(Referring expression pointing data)
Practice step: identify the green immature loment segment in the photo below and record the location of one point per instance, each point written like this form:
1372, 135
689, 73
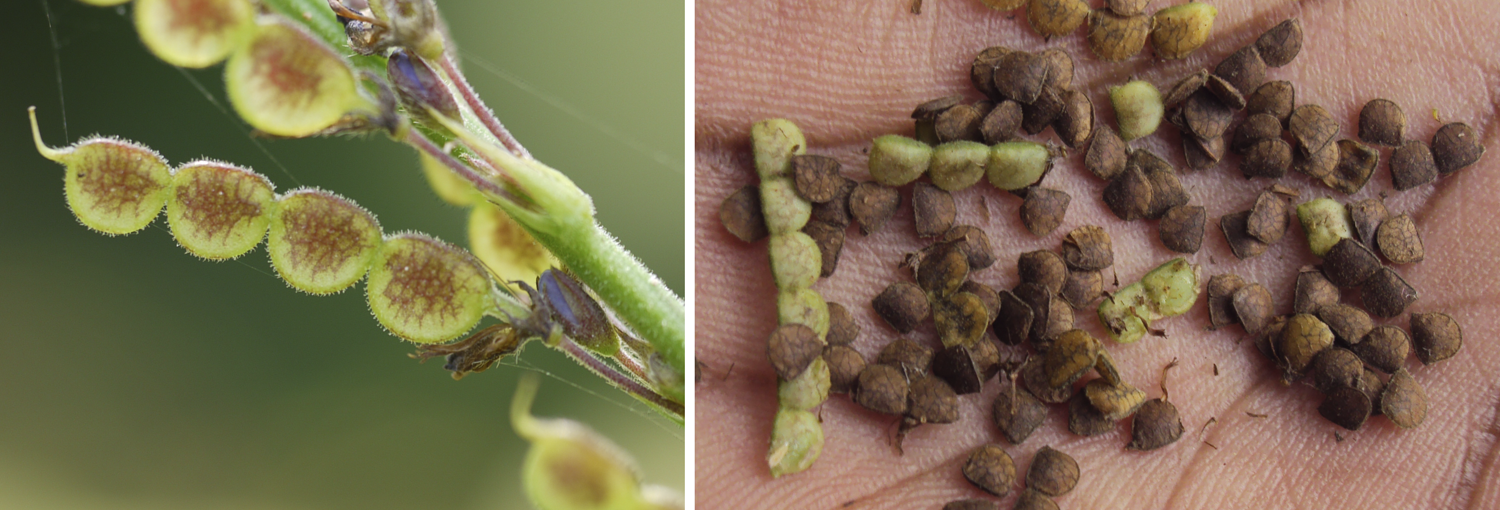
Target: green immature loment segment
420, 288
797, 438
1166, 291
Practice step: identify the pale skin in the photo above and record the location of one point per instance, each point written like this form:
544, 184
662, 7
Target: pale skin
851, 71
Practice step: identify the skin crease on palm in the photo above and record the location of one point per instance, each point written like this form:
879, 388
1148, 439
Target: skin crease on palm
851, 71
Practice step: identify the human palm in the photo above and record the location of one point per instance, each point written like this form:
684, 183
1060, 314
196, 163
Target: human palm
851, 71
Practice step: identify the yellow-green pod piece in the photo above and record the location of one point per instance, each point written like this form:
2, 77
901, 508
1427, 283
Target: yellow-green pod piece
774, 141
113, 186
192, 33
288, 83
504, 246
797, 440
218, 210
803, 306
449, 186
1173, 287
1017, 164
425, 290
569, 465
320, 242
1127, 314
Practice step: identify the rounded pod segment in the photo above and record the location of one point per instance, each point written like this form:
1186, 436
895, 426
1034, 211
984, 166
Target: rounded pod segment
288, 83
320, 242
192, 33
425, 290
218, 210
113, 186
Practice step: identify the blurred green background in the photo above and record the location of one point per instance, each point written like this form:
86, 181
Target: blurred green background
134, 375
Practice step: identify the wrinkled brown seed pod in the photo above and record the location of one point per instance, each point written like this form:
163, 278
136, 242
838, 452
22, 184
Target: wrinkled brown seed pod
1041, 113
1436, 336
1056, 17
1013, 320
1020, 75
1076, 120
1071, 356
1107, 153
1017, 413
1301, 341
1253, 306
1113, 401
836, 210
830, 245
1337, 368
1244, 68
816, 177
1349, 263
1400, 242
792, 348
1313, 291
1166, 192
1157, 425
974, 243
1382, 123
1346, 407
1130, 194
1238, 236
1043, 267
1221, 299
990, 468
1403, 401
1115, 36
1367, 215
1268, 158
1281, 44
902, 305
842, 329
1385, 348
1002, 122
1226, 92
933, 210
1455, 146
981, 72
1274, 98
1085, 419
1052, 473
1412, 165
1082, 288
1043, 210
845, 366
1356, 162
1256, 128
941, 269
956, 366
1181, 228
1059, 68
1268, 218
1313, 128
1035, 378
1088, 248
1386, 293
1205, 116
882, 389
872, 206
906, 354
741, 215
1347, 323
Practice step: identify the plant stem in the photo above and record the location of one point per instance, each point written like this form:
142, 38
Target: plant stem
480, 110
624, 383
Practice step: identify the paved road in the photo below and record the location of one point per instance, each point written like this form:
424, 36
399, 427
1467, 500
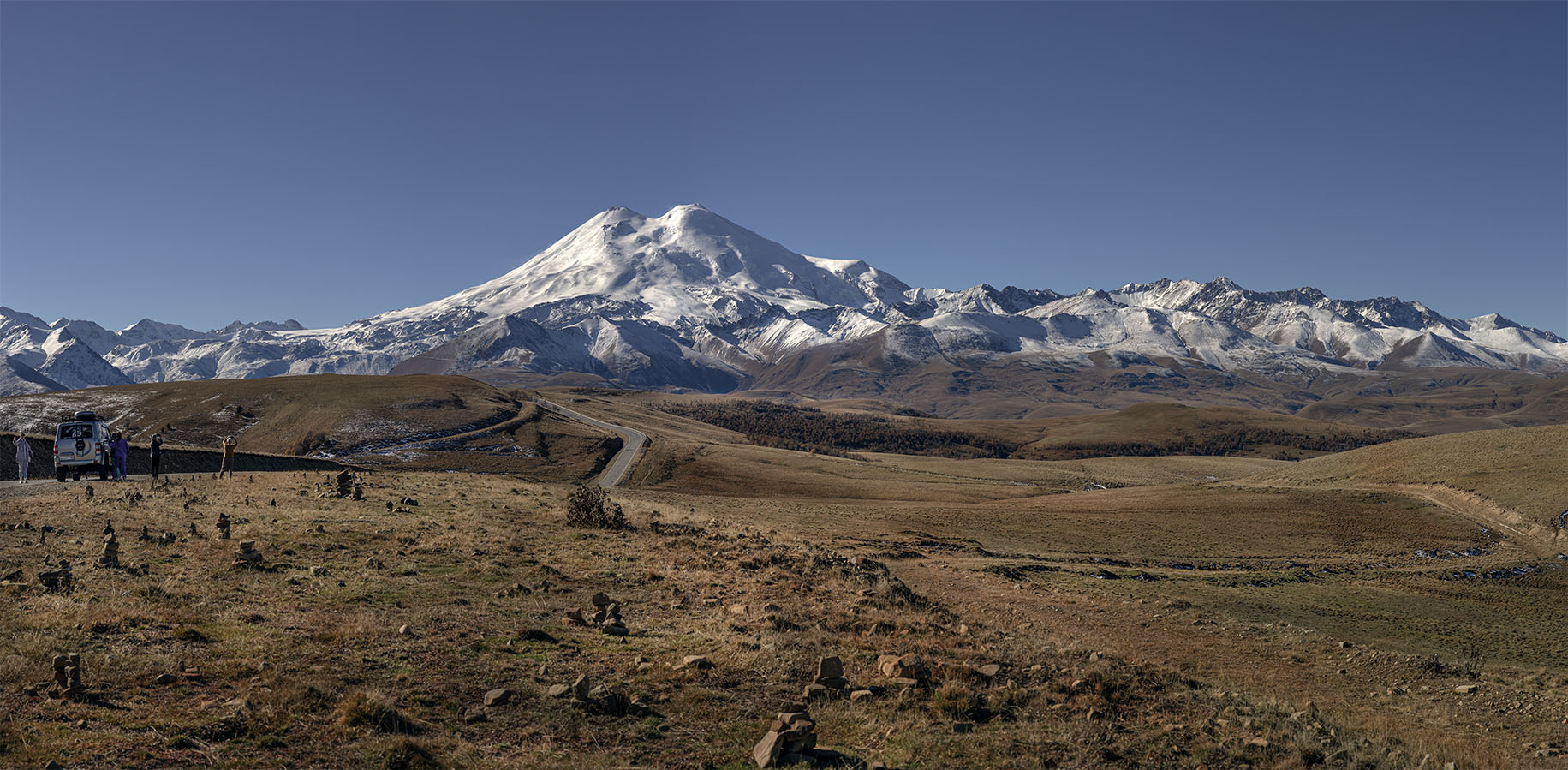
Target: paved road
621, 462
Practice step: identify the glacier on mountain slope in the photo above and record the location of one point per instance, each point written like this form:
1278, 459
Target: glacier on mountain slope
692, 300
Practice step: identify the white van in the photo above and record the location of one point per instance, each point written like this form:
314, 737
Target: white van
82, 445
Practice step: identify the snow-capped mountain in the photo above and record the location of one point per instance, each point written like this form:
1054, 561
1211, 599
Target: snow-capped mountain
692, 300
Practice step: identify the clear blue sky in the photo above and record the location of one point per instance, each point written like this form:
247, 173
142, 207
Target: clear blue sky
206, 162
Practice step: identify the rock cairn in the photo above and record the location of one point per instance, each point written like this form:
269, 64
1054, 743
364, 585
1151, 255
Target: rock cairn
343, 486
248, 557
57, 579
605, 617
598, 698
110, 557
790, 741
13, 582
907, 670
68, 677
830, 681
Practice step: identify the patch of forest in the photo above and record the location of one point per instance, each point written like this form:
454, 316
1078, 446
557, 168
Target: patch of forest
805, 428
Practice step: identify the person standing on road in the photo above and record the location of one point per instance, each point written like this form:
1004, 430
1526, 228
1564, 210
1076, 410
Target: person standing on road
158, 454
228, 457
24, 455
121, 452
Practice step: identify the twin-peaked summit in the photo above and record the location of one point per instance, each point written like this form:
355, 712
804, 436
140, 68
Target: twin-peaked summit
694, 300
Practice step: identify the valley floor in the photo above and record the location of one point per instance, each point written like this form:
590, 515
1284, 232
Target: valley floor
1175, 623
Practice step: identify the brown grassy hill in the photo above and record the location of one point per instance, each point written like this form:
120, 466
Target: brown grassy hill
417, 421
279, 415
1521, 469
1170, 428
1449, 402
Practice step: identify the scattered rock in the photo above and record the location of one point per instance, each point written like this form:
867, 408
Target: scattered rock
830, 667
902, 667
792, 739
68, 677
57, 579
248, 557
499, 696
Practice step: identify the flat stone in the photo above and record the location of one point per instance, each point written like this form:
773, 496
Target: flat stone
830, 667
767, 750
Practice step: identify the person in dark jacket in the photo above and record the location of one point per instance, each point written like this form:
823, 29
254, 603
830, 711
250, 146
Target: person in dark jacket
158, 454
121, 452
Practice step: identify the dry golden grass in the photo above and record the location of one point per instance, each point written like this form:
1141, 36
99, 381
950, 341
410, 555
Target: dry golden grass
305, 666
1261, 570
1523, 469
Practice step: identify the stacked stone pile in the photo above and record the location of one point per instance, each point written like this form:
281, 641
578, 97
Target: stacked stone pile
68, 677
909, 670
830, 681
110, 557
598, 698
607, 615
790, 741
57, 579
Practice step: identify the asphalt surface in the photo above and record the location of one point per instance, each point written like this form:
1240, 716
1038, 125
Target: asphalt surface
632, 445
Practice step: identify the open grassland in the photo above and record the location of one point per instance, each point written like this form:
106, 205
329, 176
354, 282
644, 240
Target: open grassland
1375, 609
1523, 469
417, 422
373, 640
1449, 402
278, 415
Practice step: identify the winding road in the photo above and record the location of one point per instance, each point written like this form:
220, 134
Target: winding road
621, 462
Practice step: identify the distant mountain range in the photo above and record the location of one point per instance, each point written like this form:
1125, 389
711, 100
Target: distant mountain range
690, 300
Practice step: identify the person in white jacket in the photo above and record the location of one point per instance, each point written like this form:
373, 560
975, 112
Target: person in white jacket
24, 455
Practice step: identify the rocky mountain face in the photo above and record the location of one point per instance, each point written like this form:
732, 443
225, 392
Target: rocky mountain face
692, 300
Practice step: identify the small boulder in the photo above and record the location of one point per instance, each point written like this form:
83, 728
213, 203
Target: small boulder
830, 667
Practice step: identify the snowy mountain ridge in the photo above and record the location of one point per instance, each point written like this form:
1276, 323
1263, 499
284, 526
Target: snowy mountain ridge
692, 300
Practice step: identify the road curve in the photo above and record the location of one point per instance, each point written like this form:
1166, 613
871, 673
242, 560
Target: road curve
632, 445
* * *
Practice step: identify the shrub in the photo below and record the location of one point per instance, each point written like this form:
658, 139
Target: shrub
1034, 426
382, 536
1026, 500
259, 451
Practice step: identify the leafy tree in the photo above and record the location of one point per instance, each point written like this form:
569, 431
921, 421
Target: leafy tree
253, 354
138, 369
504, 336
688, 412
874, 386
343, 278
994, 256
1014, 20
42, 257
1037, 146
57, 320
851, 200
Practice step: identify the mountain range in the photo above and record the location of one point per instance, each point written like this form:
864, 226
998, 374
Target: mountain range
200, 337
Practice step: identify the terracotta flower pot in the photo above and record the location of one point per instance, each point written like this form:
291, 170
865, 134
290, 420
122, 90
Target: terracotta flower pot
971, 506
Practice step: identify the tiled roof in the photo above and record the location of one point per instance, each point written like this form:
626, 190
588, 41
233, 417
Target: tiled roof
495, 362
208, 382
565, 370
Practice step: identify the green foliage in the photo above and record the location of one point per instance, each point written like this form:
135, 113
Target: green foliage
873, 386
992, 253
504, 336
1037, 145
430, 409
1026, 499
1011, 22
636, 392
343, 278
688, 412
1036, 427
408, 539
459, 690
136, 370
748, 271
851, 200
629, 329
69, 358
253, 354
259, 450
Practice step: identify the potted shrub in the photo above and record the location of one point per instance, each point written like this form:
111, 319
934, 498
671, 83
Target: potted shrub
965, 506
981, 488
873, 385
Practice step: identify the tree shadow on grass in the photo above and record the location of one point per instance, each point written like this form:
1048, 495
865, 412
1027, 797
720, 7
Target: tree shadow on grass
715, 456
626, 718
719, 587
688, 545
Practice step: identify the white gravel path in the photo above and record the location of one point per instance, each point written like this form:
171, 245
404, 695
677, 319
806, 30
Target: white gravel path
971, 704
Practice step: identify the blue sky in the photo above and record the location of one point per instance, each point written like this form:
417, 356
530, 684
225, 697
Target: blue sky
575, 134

**About this exercise**
Across all the entries above, how many lines have the word "below" in them? Only the number, please.

**Written response**
3